» **Textabschnitt**:
|---|
Wilsberg – Achtsam bis tödlich

Lansink, Korittke, Jankowsky, Meeden, Altmeyer, Keils. Keine Idylle ohne Abgrund

Foto: ZDF / Thomas Kost
Foto Tilmann P. Gangloff

In dem abwechslungsreichen und gut gespielten „Wilsberg“-Krimi (ZDF / Warner Bros.) entpuppt sich ausgerechnet ein Rückzugsort für gestresste Menschen als Abgrund aus Habgier und Eifersucht: Wilsberg-Kumpel Ekki braucht dringend eine Auszeit und lässt sich zu Yoga, Sauna und Meditation in einem Retreat überreden, gerät aber vom Regen in die Traufe. Derweil wird Anwältin Tessa beschuldigt, im Affekt einen zudringlichen Kollegen erschlagen zu haben. Wie sich diese beiden Ebenen schließlich überschneiden, ist sehr schön ausgedacht und umgesetzt. Neben den Dialogen, in die Markus B. Altmeyer eine Menge philosophischer Aphorismen eingebaut hat, erfreut das Drehbuch ohnehin durch überraschende Wendungen.
|---|
Datenauflistung
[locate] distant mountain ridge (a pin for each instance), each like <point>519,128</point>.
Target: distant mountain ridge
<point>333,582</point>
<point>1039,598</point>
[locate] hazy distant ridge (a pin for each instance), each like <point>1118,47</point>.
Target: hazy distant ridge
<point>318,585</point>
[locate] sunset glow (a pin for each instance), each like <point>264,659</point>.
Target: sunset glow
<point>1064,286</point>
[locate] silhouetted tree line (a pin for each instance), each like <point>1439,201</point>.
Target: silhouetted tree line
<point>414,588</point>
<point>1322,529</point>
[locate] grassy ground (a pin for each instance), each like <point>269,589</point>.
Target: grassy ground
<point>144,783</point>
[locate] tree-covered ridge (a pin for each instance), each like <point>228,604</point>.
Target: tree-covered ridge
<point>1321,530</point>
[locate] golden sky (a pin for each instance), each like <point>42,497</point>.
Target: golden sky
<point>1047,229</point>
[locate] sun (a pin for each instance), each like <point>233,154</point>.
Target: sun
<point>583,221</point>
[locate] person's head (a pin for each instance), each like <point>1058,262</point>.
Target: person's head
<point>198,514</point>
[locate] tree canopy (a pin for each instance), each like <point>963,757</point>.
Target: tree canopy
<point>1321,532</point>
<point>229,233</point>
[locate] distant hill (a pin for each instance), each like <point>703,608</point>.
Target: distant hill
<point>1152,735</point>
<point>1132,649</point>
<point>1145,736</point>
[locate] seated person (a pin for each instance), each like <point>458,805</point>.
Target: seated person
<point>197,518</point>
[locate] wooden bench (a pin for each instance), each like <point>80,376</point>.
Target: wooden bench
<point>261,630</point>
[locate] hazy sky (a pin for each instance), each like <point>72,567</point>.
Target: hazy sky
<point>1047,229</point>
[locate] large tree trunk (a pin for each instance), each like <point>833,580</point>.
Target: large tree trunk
|---|
» **Gestellte Aufgabe A**:
Erläutere anhand der Kritik zum „Wilsberg“-Krimi, weshalb Ekki sich zu einem Aufenthalt in einem Retreat überreden lässt.
» **Gestellte Aufgabe B**:
Welcher Tat wird Anwältin Tessa laut der Kritik zum „Wilsberg“-Krimi beschuldigt?
» **Gestellte Aufgabe C**:
Benenne in der Kritik zum „Wilsberg“-Krimi „Retreat“ in „Wellnesshotel“ um und gib den Abschnitt von „Wilsberg – Achtsam“ bis einschließlich „durch überraschende Wendungen.“ mit dieser Änderung wieder.

» **Antwort zur Aufgabe A**:
Ekki braucht dringend eine Auszeit. Deshalb lässt er sich zu Yoga, Sauna und Meditation in einem Retreat überreden.

» **Antwort zur Aufgabe B**:
Sie wird beschuldigt, im Affekt einen zudringlichen Kollegen erschlagen zu haben.

» **Antwort zur Aufgabe C**:
Wilsberg – Achtsam bis tödlich

Lansink, Korittke, Jankowsky, Meeden, Altmeyer, Keils. Keine Idylle ohne Abgrund

Foto: ZDF / Thomas Kost
Foto Tilmann P. Gangloff

In dem abwechslungsreichen und gut gespielten „Wilsberg“-Krimi (ZDF / Warner Bros.) entpuppt sich ausgerechnet ein Rückzugsort für gestresste Menschen als Abgrund aus Habgier und Eifersucht: Wilsberg-Kumpel Ekki braucht dringend eine Auszeit und lässt sich zu Yoga, Sauna und Meditation in einem Wellnesshotel überreden, gerät aber vom Regen in die Traufe. Derweil wird Anwältin Tessa beschuldigt, im Affekt einen zudringlichen Kollegen erschlagen zu haben. Wie sich diese beiden Ebenen schließlich überschneiden, ist sehr schön ausgedacht und umgesetzt. Neben den Dialogen, in die Markus B. Altmeyer eine Menge philosophischer Aphorismen eingebaut hat, erfreut das Drehbuch ohnehin durch überraschende Wendungen.